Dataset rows
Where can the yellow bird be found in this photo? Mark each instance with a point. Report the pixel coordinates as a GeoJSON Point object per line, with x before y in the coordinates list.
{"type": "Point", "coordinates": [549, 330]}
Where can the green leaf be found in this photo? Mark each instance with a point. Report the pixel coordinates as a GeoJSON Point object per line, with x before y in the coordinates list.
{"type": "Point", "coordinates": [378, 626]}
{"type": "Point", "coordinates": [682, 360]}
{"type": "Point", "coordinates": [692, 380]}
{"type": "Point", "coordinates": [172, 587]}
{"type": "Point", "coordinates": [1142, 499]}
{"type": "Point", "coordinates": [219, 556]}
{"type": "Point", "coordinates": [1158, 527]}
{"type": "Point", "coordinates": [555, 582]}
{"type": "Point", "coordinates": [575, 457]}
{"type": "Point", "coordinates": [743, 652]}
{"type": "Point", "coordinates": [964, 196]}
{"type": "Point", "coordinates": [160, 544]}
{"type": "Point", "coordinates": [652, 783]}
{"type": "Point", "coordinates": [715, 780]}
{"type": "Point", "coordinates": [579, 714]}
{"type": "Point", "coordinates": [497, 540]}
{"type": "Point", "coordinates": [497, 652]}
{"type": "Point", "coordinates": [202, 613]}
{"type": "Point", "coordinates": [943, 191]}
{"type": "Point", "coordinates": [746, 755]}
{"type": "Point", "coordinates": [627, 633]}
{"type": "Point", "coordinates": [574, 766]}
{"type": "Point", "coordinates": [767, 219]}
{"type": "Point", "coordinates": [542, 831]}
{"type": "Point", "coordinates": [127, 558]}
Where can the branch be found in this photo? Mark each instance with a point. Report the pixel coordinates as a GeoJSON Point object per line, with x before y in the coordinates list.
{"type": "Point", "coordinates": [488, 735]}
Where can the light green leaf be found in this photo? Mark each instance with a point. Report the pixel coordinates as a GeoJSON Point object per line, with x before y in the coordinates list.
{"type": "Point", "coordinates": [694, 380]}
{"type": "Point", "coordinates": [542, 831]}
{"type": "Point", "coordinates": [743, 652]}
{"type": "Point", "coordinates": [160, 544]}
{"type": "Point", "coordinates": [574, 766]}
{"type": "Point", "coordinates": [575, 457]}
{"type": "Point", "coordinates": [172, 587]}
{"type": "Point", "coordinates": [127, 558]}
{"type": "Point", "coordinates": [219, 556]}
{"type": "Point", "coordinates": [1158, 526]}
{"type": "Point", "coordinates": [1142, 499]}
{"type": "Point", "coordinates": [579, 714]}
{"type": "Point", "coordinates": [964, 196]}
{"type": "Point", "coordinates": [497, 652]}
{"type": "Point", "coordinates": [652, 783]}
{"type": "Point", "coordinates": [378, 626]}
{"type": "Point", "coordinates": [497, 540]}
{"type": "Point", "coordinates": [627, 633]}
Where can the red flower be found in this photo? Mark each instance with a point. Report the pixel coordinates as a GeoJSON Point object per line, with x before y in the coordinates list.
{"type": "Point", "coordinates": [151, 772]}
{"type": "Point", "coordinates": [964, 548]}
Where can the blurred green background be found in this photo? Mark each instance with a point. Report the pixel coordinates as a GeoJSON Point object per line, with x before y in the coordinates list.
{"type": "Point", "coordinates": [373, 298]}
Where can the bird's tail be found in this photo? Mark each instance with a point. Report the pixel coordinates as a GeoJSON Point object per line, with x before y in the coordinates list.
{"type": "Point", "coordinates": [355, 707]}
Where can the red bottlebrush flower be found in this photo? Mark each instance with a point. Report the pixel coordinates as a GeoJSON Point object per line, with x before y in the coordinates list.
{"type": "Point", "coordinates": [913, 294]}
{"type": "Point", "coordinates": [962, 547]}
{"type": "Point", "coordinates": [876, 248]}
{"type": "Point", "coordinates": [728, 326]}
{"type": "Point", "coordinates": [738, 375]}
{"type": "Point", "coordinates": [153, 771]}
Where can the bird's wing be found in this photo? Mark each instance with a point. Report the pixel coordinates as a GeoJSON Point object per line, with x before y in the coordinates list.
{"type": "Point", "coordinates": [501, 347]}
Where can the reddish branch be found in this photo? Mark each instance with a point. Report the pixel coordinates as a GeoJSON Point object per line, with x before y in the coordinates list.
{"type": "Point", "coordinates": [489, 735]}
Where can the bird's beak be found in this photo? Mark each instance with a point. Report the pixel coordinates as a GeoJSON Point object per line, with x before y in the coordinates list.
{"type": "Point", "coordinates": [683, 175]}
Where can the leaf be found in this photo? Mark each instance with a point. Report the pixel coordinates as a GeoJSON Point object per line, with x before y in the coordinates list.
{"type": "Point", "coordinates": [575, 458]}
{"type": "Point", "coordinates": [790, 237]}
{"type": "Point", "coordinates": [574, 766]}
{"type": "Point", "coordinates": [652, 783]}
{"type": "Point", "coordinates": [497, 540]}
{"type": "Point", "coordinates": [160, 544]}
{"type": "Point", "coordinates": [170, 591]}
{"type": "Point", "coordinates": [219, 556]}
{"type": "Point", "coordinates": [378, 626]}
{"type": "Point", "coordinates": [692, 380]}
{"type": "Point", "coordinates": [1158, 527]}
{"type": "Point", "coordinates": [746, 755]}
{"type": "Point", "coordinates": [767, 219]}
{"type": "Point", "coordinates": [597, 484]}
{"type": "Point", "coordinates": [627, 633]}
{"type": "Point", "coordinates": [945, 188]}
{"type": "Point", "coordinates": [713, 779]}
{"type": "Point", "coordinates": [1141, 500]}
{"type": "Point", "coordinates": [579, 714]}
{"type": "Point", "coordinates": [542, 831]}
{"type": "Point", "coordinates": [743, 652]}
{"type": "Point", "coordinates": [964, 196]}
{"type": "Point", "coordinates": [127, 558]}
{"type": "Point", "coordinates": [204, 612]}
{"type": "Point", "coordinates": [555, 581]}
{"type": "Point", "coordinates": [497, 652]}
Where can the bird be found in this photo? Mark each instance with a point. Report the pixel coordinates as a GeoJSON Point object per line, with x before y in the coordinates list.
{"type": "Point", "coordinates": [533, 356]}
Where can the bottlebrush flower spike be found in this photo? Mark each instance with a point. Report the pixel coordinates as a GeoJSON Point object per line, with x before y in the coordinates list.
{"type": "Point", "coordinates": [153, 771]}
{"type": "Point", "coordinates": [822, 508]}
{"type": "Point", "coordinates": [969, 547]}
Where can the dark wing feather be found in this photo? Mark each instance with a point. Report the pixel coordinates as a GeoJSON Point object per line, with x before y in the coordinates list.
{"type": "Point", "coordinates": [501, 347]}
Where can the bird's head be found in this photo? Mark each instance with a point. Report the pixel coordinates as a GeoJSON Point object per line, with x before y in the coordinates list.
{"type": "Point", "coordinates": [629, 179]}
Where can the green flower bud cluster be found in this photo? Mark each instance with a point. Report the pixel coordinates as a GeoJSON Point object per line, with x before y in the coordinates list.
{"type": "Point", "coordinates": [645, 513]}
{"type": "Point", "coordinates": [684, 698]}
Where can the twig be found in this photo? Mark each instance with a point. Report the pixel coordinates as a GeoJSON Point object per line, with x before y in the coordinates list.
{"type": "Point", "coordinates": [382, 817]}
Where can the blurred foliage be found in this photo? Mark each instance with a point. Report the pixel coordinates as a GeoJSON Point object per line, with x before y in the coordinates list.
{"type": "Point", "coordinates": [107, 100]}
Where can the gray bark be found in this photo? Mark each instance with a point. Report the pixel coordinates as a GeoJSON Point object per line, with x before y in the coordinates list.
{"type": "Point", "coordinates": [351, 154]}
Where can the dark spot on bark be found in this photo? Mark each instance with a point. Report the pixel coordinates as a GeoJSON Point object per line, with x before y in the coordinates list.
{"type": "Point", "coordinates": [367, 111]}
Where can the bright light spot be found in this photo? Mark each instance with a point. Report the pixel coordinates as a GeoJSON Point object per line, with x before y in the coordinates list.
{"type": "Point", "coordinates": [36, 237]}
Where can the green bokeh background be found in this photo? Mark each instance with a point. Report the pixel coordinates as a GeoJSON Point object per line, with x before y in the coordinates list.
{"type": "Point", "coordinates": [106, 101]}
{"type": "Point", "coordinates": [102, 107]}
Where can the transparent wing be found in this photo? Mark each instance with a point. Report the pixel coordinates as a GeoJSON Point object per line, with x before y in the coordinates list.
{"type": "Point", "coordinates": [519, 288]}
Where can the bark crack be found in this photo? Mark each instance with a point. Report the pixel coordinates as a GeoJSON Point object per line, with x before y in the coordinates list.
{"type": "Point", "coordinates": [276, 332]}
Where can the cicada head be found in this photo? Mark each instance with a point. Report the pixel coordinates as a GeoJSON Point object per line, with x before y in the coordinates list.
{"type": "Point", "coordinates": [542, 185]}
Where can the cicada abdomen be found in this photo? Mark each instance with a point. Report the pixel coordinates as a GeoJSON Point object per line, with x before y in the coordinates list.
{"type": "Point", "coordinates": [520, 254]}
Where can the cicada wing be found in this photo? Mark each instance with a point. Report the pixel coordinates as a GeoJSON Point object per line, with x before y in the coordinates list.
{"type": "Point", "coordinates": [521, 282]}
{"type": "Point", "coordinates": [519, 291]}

To be done
Update the rows starting at the line that contains "Where can the bark" and ending at the last row by replacing "cicada" with "insect", leaving everything else unchanged. Return only those lines.

Written reply
Where can the bark crack be found in this photo? Mark each instance with a point. Report the pixel coordinates as a GeoJSON Point object per line, with x before y in the coordinates list.
{"type": "Point", "coordinates": [276, 332]}
Where can the insect head be found in this photo? Mark each instance with a point. Report the pixel coordinates as a GeoJSON Point object per line, with x before y in the coordinates list.
{"type": "Point", "coordinates": [542, 185]}
Where can the insect abdomen be found in this photo? Mark each instance with a point. Report the pixel coordinates as a GeoJSON Point object per line, with x before y in the coordinates list.
{"type": "Point", "coordinates": [520, 254]}
Where can the insect wing be found in this photo? Mark each instance with a point. Report the pixel coordinates as a GeoJSON Point object per line, with x before y in the coordinates list.
{"type": "Point", "coordinates": [521, 282]}
{"type": "Point", "coordinates": [519, 291]}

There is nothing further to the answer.